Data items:
————————

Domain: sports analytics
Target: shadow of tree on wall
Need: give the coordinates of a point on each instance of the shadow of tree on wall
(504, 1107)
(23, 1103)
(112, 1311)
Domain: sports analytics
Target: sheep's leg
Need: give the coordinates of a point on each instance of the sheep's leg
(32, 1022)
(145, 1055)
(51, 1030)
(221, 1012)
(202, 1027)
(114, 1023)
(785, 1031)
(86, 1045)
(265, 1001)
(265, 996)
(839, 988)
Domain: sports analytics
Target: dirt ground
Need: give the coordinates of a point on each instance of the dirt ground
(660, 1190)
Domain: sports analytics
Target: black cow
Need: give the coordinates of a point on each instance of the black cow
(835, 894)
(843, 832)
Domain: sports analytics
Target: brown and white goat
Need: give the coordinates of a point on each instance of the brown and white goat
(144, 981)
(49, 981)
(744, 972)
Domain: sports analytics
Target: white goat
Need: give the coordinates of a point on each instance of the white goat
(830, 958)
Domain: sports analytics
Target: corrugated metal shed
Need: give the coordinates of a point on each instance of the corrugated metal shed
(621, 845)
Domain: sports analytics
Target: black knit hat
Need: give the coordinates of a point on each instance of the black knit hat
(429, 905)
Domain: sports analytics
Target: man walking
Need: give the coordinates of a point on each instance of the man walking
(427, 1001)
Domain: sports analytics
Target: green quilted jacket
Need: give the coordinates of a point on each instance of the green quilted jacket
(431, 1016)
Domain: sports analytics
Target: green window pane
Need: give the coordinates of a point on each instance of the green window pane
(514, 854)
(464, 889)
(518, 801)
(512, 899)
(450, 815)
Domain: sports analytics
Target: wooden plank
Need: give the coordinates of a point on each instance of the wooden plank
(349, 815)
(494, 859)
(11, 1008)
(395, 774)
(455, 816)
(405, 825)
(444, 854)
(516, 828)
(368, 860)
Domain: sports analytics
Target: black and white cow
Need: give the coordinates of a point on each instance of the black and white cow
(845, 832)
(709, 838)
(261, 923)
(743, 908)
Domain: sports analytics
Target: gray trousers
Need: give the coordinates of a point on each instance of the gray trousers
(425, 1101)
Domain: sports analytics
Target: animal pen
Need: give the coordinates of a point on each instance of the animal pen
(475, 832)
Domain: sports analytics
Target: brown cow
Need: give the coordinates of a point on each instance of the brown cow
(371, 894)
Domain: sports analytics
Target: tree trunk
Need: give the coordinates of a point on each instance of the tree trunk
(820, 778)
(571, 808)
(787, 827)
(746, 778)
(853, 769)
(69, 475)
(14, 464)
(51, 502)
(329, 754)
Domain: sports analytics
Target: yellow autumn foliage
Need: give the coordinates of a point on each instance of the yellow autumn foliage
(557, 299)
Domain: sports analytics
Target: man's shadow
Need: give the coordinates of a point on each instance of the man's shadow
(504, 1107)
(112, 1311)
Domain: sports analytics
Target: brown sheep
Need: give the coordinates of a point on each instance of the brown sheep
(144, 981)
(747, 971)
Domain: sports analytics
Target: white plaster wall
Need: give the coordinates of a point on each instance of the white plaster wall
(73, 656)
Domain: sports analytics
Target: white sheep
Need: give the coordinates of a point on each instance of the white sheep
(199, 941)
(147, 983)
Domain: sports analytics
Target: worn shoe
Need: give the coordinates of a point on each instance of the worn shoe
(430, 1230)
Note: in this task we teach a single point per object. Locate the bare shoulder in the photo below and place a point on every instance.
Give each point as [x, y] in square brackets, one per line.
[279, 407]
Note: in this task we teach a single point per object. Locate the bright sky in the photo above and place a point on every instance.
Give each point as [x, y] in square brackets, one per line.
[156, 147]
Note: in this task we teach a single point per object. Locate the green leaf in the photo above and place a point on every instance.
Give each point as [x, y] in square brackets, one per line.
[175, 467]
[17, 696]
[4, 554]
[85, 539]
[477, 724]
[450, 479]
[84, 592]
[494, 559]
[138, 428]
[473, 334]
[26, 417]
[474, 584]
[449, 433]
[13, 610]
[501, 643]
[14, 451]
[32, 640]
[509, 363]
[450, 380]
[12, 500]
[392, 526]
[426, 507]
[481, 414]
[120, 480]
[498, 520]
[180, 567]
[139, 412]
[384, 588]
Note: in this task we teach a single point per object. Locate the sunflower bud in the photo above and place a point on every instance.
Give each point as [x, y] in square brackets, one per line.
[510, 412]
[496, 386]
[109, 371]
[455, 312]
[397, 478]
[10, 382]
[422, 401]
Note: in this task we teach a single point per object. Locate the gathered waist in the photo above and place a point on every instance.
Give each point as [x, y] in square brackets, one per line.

————————

EXERCISE DETAILS | Among the records above, repeat exactly the line with "the yellow autumn foliage", the line with "Target: worn shoe", and every line in between, and only those.

SOLUTION TO THIS TASK |
Need: give the coordinates of a point on each instance of the yellow autumn foliage
(557, 299)
Domain: sports analytics
Target: man's shadow
Need: give the coordinates of a point on each instance of the man's shadow
(504, 1107)
(112, 1311)
Domain: sports analytics
Target: brown sheep
Need: give the coordinates of a point on each instance of the brown sheep
(144, 981)
(747, 971)
Domain: sports analytics
Target: white plaster wall
Need: give the coordinates of a point on each instance of the white plaster wall
(73, 656)
Domain: sports analytics
Target: white sheep
Need: give the coordinates of a point on each instance of the white sheep
(199, 941)
(147, 983)
Domain: sports analytics
Target: worn shoe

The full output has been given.